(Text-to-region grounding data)
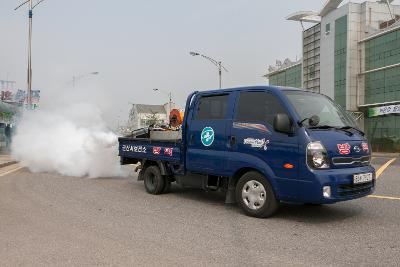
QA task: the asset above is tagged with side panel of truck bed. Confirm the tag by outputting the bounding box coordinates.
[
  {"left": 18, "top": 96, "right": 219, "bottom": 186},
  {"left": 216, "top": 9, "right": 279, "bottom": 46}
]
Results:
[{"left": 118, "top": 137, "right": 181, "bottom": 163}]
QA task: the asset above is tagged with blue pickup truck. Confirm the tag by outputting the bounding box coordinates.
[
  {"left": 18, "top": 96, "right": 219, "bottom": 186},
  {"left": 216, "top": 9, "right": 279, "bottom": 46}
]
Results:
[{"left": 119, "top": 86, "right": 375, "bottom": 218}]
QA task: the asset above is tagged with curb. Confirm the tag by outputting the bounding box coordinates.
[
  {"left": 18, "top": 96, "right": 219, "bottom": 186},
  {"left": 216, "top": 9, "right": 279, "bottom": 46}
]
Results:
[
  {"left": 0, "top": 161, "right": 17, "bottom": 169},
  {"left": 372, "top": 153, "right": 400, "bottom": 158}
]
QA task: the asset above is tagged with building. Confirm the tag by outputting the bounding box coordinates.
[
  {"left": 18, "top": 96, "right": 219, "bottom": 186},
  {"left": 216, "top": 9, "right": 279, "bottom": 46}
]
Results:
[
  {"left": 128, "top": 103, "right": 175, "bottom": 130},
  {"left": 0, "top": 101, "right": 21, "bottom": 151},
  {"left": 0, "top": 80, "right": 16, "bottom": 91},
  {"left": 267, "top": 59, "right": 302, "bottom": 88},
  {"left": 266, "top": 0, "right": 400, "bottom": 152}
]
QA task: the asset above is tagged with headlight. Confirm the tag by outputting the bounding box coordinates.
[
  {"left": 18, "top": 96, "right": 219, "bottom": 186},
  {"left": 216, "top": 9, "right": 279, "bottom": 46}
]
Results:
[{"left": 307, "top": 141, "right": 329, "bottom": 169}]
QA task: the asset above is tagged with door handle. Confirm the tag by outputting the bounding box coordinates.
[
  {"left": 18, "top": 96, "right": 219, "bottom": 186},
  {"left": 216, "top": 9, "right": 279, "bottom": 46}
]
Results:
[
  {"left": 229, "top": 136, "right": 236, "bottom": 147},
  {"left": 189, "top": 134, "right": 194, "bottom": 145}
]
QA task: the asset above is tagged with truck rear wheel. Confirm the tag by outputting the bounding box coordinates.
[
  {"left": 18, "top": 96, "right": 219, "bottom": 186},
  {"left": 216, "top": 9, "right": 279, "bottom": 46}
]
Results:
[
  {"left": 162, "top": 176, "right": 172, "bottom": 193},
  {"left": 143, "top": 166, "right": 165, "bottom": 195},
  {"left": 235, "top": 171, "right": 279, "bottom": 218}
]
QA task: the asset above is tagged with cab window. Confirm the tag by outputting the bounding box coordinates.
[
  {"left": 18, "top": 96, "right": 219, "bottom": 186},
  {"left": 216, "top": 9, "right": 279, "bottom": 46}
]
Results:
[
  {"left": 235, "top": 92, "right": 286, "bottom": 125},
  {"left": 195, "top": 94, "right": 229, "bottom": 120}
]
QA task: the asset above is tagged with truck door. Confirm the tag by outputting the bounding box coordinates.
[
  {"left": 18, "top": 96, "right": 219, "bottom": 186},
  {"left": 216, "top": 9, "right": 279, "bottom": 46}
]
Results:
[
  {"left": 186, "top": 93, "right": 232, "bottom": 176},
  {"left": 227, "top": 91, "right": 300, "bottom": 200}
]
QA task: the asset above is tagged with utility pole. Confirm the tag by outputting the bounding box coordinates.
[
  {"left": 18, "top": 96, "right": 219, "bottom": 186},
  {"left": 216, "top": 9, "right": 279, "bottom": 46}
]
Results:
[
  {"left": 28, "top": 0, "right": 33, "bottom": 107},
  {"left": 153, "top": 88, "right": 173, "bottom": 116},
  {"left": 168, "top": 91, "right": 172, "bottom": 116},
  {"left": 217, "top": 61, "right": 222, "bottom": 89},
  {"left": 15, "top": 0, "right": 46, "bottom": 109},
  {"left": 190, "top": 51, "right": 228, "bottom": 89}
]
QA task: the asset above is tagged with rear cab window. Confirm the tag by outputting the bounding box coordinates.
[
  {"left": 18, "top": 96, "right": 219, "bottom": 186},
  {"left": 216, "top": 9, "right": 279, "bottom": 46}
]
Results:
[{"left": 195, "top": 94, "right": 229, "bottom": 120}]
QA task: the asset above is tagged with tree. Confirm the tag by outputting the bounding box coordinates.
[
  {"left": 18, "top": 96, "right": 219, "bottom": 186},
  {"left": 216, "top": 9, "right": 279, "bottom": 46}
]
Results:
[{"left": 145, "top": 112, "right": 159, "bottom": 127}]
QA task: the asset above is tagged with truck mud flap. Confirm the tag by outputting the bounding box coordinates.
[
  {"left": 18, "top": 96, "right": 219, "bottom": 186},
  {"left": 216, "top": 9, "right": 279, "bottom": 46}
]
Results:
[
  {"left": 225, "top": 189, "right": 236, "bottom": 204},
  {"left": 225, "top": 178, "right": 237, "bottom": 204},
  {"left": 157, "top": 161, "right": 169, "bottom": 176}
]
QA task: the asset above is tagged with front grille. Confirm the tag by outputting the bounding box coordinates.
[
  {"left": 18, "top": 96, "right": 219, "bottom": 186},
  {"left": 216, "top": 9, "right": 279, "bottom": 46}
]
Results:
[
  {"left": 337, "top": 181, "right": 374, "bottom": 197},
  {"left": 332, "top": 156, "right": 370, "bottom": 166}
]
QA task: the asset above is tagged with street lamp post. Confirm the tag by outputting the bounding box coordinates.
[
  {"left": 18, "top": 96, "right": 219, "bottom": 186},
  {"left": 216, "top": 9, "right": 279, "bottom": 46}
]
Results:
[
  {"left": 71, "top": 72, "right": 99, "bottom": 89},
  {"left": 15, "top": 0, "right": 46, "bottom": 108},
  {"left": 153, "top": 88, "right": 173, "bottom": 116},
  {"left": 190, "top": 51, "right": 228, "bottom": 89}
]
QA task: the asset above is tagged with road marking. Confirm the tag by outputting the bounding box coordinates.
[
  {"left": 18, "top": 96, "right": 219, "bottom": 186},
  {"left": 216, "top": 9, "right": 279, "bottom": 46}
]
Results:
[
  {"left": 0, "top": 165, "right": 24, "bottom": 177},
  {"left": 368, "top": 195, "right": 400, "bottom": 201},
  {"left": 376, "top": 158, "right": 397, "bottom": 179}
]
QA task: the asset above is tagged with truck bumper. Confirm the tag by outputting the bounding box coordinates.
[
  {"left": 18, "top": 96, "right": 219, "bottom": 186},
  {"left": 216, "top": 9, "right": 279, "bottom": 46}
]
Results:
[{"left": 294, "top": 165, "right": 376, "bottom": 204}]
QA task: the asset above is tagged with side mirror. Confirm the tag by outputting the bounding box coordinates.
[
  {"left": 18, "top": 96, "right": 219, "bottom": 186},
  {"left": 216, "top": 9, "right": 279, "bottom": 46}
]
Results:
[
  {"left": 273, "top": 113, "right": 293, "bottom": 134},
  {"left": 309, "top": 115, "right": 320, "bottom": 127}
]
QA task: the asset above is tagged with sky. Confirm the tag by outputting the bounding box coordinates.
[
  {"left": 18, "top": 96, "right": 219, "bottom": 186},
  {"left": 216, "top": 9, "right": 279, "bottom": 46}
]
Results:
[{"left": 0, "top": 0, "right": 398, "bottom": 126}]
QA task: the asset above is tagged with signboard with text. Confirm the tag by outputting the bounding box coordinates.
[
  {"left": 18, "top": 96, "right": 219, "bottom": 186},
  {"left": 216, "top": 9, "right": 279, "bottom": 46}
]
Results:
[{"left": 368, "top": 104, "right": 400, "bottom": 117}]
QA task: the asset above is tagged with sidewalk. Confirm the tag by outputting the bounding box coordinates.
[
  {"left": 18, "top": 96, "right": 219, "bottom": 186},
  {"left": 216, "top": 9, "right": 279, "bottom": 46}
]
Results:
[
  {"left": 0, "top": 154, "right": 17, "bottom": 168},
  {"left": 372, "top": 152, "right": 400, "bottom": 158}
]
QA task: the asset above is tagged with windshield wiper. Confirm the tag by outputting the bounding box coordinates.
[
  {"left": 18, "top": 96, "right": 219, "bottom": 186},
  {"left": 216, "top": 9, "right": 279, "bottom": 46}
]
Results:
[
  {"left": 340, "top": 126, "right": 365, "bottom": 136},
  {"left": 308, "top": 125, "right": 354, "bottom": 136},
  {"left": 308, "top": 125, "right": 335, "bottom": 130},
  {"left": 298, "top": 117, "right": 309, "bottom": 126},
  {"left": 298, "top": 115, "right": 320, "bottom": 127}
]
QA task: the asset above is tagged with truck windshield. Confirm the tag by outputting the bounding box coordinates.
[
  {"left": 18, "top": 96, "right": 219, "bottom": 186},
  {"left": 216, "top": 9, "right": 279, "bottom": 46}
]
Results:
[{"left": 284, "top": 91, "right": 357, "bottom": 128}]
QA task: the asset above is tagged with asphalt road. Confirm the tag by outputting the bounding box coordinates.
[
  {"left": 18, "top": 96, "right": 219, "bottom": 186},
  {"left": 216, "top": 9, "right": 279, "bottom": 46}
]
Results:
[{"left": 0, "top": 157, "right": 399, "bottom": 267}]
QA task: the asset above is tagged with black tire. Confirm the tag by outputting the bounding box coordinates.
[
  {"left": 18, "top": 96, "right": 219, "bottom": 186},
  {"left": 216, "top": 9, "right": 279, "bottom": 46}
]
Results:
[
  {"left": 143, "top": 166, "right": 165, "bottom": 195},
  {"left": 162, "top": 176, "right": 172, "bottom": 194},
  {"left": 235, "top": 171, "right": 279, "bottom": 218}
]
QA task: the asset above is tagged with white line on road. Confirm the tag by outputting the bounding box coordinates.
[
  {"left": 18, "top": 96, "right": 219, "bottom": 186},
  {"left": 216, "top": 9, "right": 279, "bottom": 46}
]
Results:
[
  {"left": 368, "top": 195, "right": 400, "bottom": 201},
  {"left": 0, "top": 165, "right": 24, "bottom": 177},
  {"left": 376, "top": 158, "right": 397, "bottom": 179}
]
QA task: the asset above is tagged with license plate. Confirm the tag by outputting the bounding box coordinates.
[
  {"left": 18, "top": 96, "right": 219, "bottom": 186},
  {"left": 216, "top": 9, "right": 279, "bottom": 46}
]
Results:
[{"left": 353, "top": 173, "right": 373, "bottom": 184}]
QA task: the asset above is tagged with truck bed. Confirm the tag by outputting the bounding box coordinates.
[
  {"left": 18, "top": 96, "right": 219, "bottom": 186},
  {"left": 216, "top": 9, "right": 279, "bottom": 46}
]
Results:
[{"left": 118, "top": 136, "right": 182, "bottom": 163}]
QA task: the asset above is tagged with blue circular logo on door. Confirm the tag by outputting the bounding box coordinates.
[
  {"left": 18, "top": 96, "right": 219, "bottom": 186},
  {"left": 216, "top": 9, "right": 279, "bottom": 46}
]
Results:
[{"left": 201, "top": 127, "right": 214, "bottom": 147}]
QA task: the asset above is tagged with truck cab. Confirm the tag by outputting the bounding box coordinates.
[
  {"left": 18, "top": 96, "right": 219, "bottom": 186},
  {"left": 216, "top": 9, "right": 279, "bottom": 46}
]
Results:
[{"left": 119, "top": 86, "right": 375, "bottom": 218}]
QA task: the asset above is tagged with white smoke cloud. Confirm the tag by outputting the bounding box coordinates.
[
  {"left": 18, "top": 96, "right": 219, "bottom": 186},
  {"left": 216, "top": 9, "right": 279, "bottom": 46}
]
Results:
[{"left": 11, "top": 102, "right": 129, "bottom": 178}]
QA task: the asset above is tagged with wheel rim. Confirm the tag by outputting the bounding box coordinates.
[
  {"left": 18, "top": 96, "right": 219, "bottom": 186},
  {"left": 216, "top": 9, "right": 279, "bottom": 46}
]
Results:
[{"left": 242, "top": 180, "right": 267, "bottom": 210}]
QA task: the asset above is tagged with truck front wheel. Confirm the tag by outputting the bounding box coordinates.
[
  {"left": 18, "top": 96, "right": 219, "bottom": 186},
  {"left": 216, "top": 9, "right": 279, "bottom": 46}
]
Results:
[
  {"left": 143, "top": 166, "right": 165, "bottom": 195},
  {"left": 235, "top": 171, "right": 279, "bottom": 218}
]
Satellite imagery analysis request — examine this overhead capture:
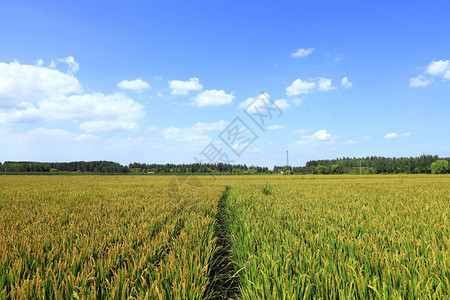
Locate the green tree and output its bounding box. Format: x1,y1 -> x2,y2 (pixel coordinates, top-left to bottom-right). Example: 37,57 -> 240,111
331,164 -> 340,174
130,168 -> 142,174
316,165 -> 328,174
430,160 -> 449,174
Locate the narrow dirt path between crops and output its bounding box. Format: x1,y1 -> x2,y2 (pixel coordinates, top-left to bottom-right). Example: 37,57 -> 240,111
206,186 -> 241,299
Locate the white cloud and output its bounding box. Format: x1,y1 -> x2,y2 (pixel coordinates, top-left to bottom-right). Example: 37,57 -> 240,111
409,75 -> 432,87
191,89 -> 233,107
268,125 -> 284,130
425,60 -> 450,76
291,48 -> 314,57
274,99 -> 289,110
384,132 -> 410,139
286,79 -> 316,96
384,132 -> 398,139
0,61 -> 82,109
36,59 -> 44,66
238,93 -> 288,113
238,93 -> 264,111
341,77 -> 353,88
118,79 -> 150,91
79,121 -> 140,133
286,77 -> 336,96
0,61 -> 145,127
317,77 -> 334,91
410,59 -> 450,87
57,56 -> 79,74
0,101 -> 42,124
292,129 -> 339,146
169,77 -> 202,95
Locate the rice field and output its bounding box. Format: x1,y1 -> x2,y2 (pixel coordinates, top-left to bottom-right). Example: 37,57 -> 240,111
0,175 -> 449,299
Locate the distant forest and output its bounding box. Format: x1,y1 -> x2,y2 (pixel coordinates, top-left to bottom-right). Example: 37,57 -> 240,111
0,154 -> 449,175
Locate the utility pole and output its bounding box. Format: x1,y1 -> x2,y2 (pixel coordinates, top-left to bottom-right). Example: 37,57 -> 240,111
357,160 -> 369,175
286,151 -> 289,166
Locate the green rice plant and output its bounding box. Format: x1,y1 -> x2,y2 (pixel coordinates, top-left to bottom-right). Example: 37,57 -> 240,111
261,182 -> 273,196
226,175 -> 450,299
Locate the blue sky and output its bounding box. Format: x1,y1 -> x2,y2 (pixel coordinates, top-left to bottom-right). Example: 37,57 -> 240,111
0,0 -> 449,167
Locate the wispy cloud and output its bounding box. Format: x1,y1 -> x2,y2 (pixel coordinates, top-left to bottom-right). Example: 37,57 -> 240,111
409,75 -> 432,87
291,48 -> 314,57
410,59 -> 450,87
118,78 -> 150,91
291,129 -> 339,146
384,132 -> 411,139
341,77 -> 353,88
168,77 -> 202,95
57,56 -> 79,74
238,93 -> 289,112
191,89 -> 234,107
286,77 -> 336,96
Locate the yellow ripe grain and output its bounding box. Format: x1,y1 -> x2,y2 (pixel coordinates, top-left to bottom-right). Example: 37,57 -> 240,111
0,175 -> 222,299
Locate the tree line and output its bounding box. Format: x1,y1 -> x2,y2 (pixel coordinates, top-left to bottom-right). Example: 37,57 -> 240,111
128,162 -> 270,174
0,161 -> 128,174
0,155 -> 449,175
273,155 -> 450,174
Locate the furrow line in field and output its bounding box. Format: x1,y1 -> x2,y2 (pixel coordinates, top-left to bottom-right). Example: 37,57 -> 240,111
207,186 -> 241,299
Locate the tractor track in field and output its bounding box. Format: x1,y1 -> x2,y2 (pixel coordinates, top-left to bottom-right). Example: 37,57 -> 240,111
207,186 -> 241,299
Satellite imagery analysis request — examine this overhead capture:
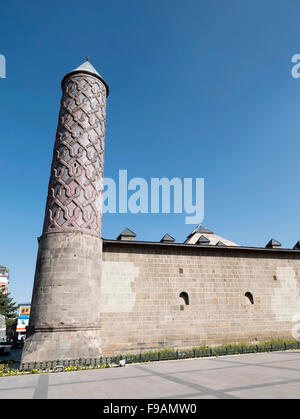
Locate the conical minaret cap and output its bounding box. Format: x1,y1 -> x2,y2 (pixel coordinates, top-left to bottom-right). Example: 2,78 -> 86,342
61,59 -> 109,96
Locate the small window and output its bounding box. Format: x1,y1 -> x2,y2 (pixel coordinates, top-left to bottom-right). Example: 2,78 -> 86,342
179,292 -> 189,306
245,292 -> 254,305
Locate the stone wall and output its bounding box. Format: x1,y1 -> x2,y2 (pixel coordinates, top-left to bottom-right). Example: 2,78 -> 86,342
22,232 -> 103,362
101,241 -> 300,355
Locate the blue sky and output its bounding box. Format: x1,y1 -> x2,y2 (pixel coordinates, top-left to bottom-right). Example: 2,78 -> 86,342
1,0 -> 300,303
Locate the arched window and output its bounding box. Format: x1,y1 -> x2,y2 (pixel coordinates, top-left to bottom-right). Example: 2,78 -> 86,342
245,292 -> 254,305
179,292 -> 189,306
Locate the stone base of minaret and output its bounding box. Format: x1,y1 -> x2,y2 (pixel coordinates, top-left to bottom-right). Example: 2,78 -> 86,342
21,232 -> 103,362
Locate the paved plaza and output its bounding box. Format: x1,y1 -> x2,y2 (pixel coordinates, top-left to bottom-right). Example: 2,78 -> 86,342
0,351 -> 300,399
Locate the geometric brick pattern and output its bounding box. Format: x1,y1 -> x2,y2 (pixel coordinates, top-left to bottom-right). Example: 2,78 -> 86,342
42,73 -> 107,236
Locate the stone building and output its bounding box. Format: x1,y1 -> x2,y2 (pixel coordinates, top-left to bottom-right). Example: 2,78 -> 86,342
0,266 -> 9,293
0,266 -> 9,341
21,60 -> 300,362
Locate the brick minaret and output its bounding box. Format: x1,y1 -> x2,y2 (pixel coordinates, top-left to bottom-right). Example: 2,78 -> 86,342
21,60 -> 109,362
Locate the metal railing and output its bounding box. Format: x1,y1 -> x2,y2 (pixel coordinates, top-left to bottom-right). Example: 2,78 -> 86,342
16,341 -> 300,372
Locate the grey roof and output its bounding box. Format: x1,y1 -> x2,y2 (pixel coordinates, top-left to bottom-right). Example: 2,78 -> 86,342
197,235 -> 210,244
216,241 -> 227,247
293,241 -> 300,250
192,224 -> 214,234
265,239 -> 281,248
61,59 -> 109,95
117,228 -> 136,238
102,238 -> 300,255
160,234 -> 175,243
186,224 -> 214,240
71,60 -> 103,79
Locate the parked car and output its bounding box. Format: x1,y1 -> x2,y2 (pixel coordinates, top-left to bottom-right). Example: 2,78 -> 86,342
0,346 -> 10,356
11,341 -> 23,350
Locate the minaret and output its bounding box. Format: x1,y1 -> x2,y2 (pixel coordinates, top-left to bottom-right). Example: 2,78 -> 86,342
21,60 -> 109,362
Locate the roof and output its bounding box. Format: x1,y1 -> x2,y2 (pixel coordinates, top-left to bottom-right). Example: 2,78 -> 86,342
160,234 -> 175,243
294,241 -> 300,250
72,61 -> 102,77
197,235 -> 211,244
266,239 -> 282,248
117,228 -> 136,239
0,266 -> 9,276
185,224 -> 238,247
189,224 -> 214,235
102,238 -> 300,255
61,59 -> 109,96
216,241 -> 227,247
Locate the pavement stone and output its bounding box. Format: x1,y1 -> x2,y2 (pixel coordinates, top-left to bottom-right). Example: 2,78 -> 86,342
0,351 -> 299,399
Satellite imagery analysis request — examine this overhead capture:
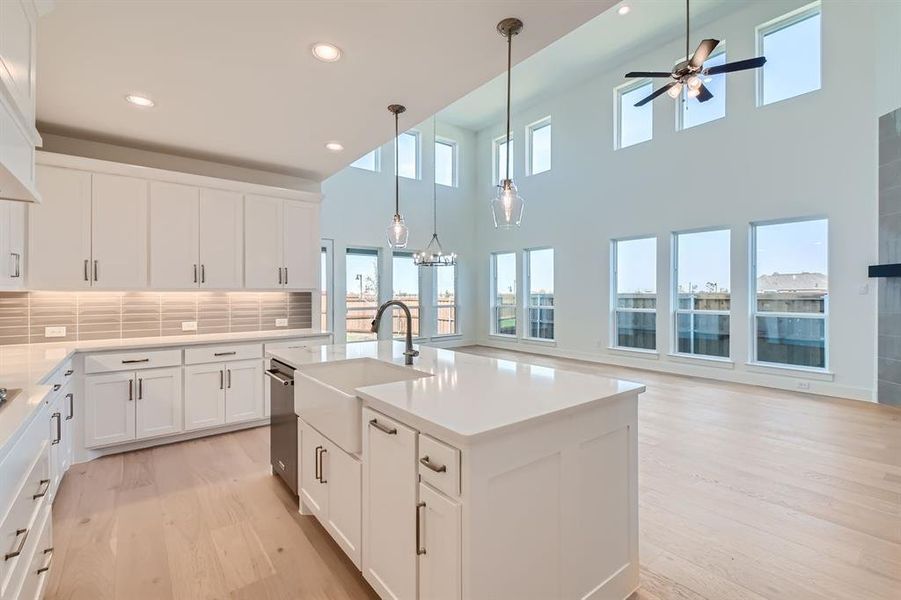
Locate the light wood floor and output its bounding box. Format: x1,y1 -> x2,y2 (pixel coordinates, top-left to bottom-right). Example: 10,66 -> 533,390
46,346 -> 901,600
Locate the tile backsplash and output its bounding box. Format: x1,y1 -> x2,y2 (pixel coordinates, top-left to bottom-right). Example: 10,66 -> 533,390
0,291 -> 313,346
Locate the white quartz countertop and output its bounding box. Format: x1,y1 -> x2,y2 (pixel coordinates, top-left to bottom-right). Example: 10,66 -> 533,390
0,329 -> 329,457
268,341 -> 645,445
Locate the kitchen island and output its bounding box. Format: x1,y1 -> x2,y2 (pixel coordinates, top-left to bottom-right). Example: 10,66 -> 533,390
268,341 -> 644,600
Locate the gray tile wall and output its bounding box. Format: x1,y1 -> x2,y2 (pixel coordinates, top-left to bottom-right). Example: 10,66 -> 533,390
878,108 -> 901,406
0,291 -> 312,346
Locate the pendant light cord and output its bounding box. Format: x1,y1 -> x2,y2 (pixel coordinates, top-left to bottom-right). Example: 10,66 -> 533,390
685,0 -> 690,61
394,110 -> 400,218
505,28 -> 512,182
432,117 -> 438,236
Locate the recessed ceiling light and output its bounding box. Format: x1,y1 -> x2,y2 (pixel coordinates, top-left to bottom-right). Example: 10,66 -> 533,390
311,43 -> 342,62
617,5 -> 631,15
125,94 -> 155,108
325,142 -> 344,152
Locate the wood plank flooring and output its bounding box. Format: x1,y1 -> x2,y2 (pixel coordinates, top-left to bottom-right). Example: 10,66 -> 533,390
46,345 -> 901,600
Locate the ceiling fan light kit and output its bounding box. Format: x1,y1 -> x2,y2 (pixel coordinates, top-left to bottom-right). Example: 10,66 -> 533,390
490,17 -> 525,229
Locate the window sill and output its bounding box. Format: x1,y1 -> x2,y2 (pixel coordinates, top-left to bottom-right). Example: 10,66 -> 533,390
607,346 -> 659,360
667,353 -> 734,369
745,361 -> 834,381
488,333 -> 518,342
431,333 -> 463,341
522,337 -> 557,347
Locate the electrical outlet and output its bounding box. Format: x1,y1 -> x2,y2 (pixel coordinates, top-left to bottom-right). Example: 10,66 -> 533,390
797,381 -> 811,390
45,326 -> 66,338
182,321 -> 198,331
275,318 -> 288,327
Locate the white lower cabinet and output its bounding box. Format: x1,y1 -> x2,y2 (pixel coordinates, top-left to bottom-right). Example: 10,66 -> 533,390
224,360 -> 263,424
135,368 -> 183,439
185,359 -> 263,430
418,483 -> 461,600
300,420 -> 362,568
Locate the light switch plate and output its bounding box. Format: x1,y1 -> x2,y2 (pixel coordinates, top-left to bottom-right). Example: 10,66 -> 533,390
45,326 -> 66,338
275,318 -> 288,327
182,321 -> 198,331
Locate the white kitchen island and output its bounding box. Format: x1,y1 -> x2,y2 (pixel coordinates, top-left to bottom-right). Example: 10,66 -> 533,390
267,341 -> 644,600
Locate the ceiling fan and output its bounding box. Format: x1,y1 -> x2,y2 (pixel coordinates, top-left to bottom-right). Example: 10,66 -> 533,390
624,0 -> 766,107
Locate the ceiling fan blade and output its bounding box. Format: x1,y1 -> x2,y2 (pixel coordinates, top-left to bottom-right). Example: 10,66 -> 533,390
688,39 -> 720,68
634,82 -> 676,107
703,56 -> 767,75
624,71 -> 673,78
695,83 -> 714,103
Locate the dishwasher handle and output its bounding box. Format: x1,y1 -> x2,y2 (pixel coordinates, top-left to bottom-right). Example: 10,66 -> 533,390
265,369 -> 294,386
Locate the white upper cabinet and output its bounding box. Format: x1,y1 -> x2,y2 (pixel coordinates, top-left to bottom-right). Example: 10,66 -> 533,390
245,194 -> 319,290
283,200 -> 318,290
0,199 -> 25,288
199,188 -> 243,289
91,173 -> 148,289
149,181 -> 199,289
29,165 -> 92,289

Instructions to follow
Pull every line with "door" from the records.

Your solution
QA task: the asset above is tagged with door handle. Confirm the tag by outputting the bounding box coordinates.
QA task: the asset above is tagged with truck door. Confirm the tag by outputting the bounding box coordinates.
QA task: the asset above is tagged with blue circular logo on door. Confirm the tag by outputting the bounding box coordinates.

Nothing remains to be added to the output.